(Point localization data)
──────────

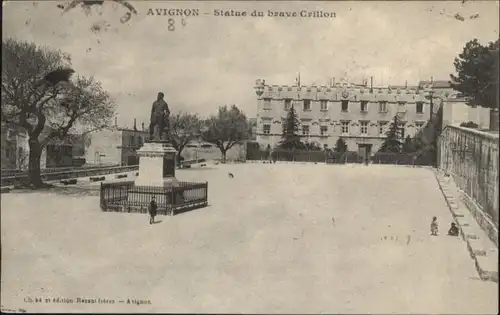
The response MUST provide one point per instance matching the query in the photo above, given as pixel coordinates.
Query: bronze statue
(159, 117)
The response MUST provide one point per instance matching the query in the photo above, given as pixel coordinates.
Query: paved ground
(266, 244)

──────────

Once the pictures are removed, repeat all of the data above exactly.

» Solution below:
The response MUST provide one point per instance matching the query in the photo above, given as pixel coordinates.
Query: bronze statue
(159, 117)
The response MUST provide one point per instance matching the query in the photo above, given as pixel coordinates.
Query: paved ground
(266, 244)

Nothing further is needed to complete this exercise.